DIRECTIONS FOR THIS TASK = Pull out each line in the records below that contains the word "window", and copy those lines in full.

TASK DATA =
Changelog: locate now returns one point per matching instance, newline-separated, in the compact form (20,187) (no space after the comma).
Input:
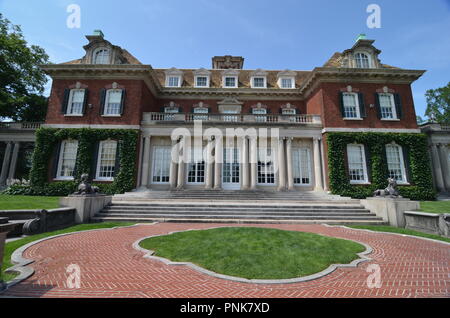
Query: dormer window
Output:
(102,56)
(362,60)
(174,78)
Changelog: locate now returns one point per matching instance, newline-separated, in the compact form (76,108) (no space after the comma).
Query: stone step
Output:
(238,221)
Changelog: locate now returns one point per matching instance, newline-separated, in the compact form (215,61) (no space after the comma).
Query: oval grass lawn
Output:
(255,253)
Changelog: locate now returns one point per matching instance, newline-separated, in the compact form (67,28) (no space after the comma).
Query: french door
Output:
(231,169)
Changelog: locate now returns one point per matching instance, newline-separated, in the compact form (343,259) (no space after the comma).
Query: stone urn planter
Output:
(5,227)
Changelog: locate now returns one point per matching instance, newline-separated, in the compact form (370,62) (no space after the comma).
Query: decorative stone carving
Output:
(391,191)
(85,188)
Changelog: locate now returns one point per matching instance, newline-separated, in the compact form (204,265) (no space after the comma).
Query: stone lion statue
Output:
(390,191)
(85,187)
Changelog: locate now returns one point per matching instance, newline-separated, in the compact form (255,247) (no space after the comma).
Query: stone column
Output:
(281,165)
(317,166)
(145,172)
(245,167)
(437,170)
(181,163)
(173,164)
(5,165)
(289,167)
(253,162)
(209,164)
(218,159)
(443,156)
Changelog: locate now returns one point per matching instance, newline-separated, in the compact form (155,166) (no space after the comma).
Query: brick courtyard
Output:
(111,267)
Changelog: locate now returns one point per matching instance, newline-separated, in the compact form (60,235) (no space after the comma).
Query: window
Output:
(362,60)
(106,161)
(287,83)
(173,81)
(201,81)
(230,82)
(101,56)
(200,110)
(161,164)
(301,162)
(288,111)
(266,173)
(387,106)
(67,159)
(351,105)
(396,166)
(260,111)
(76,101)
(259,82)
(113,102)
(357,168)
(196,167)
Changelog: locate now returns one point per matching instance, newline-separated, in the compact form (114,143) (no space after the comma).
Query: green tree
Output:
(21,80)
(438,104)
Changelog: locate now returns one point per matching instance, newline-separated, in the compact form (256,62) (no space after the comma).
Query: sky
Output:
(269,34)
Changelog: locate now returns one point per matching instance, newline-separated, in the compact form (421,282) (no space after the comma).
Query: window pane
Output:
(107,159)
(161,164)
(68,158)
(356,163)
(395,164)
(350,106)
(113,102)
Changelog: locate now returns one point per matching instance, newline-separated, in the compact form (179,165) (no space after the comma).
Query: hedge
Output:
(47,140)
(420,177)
* * *
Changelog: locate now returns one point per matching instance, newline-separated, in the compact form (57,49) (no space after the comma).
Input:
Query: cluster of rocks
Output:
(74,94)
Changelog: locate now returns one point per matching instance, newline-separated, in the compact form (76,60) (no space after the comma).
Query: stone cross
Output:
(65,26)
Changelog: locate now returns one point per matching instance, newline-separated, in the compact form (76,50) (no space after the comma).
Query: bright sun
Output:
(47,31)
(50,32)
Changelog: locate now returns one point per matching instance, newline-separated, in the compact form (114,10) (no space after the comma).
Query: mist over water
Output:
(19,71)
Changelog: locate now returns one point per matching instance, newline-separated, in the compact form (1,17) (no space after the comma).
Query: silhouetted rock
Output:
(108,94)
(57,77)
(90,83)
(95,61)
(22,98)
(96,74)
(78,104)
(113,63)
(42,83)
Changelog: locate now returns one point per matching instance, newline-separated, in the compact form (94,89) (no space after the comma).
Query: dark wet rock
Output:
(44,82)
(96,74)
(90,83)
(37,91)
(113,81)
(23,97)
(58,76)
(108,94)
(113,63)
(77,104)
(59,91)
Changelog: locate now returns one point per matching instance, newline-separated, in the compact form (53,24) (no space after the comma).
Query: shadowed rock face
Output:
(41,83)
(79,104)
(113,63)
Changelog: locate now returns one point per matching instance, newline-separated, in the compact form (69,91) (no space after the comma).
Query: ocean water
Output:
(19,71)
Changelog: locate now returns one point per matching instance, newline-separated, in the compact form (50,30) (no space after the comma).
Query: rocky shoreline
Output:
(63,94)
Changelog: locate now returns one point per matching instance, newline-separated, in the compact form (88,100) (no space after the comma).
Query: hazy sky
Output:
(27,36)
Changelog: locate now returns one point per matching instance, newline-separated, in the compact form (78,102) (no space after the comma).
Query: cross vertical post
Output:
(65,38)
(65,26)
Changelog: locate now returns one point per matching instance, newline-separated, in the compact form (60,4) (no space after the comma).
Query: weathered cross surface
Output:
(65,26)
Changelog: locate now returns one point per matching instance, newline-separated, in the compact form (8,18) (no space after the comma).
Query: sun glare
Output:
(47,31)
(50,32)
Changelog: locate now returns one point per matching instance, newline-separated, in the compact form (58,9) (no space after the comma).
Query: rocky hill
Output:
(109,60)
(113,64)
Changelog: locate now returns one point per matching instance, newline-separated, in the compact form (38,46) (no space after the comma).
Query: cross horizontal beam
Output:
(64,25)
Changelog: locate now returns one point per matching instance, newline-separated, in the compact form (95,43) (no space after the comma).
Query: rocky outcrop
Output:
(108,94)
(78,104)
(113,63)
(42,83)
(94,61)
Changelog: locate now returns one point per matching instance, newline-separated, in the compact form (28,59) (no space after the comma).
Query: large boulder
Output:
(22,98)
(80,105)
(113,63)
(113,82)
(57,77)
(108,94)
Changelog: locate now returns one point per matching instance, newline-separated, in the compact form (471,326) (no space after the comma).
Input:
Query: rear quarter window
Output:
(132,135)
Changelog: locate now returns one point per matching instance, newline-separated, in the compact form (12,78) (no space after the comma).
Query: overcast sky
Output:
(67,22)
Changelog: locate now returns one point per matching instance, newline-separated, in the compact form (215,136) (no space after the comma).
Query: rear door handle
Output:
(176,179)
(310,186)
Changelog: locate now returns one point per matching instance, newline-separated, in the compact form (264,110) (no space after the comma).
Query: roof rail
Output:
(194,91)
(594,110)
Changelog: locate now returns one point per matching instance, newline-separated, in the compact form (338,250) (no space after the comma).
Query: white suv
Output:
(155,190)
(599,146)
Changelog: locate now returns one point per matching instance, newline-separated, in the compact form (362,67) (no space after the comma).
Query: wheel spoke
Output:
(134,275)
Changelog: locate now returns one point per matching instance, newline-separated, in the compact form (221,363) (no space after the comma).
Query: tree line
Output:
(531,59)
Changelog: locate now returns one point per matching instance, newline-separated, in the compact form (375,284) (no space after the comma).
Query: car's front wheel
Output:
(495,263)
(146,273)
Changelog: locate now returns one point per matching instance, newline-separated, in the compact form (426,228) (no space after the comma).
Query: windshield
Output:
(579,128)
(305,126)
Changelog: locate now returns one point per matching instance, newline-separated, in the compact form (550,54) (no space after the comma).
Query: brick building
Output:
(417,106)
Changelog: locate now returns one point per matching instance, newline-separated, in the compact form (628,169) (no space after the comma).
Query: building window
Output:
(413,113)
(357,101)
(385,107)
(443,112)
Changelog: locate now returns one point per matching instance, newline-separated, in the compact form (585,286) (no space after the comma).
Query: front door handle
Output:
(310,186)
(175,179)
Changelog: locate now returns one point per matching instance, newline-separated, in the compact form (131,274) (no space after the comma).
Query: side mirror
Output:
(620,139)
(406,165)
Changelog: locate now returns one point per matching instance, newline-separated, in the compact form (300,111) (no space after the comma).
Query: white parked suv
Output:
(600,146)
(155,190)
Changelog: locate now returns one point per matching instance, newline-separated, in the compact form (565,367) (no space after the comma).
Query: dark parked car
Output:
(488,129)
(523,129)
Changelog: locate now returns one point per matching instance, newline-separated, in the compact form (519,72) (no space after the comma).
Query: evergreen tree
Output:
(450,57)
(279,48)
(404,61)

FINISHED ANSWER =
Query: dormer window
Query: window
Query: window pane
Query: rear quarter window
Query: building window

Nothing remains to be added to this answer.